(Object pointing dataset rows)
_ _ _

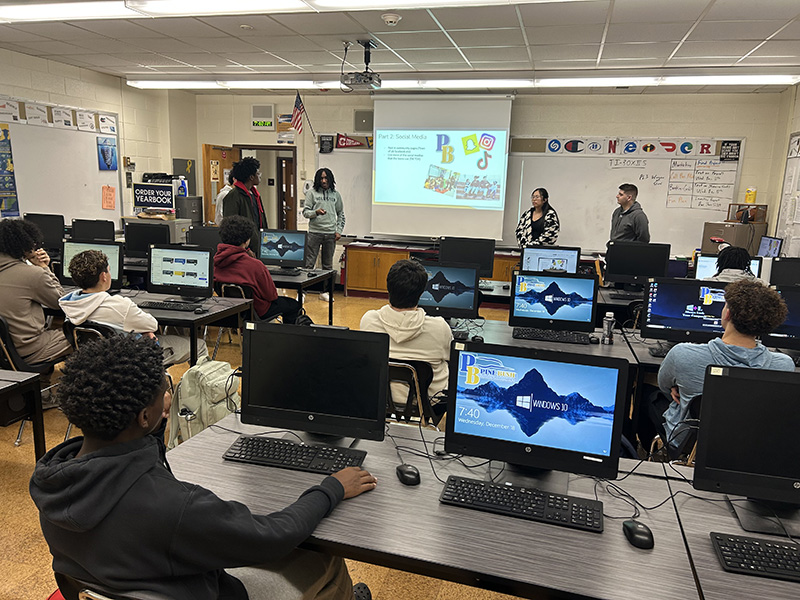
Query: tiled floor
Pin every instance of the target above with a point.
(25, 565)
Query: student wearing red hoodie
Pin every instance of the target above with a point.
(235, 263)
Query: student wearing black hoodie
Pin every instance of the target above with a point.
(114, 515)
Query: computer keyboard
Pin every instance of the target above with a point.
(286, 272)
(549, 335)
(524, 503)
(754, 556)
(286, 454)
(181, 306)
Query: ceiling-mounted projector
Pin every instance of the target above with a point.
(368, 80)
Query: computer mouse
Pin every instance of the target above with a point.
(408, 474)
(638, 534)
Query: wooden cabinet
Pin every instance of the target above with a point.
(367, 267)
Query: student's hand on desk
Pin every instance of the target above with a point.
(355, 481)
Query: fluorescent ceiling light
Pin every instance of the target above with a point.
(165, 8)
(66, 11)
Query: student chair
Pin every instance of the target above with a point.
(12, 361)
(417, 375)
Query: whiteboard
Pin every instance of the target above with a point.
(56, 171)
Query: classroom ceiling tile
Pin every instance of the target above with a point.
(636, 11)
(565, 34)
(473, 16)
(734, 30)
(572, 13)
(476, 38)
(647, 32)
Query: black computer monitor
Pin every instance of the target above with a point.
(186, 271)
(281, 248)
(207, 236)
(536, 259)
(634, 262)
(91, 229)
(683, 310)
(112, 250)
(140, 236)
(787, 334)
(452, 290)
(785, 271)
(343, 395)
(52, 228)
(468, 251)
(563, 302)
(747, 444)
(538, 409)
(770, 246)
(706, 266)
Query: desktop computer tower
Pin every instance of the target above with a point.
(190, 207)
(746, 235)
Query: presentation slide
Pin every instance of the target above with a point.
(179, 267)
(553, 298)
(685, 307)
(111, 252)
(453, 168)
(552, 404)
(449, 287)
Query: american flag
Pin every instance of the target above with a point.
(297, 114)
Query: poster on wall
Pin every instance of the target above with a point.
(9, 203)
(107, 153)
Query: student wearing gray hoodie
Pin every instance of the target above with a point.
(751, 310)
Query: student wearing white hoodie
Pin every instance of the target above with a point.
(413, 335)
(89, 270)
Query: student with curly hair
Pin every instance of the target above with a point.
(26, 285)
(751, 310)
(116, 517)
(89, 269)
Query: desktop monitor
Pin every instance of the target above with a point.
(553, 301)
(683, 310)
(91, 229)
(785, 271)
(536, 259)
(282, 248)
(452, 290)
(112, 250)
(634, 262)
(706, 266)
(787, 335)
(343, 395)
(534, 408)
(747, 444)
(770, 246)
(52, 228)
(139, 237)
(186, 271)
(468, 251)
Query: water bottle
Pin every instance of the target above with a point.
(608, 329)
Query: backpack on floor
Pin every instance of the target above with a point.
(207, 392)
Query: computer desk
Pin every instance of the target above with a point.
(698, 518)
(407, 528)
(218, 308)
(305, 280)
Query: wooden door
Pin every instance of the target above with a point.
(214, 178)
(287, 194)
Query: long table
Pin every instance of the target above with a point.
(407, 528)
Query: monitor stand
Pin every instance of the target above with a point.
(555, 482)
(758, 516)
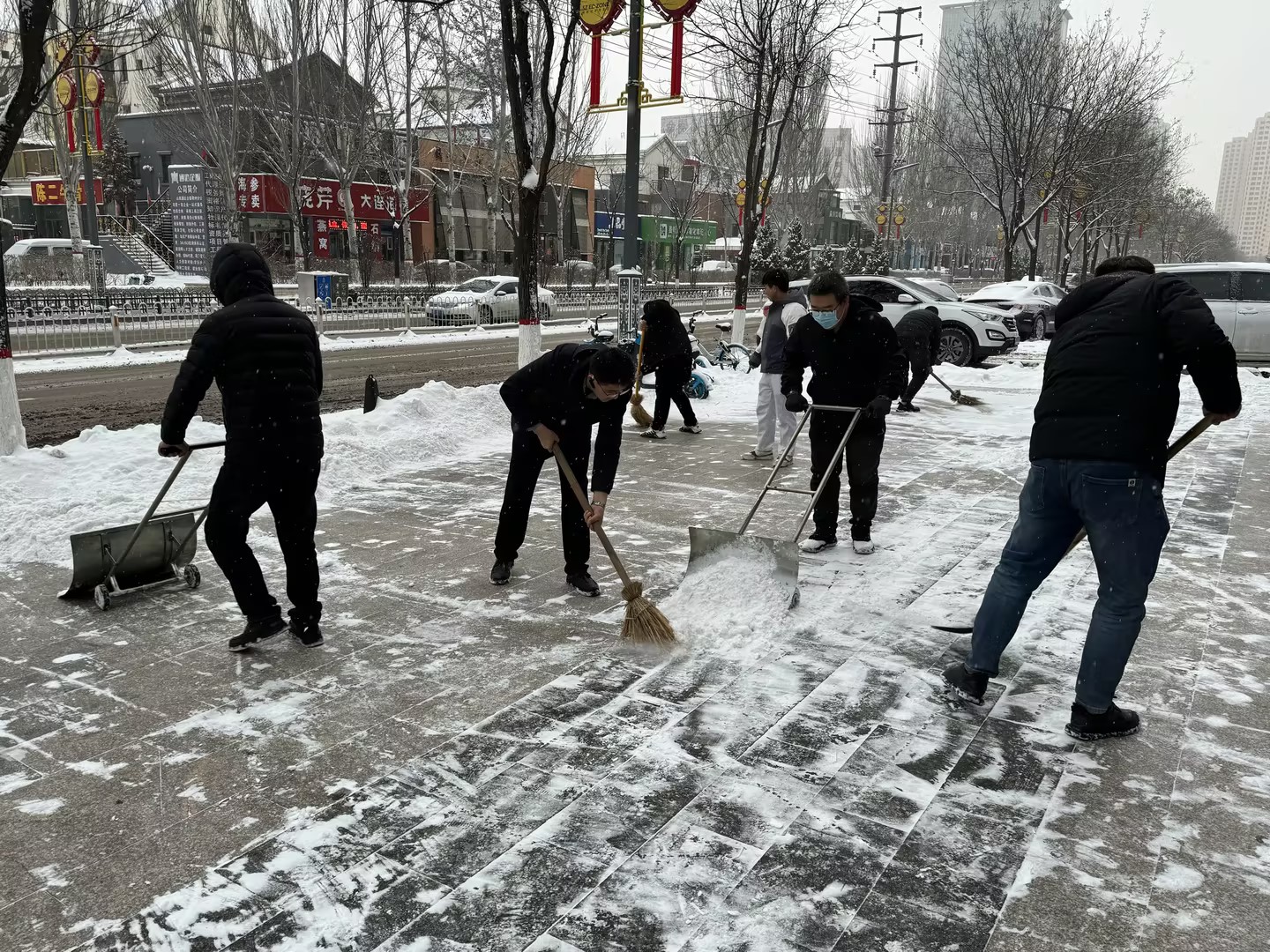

_ _ _

== Request ==
Gather every line from the rows above that contains the word "monitor" and copy each one unchanged. Count a line only if its case matches.

== In response ==
Query: black computer monitor
Query: desktop monitor
Query: monitor stand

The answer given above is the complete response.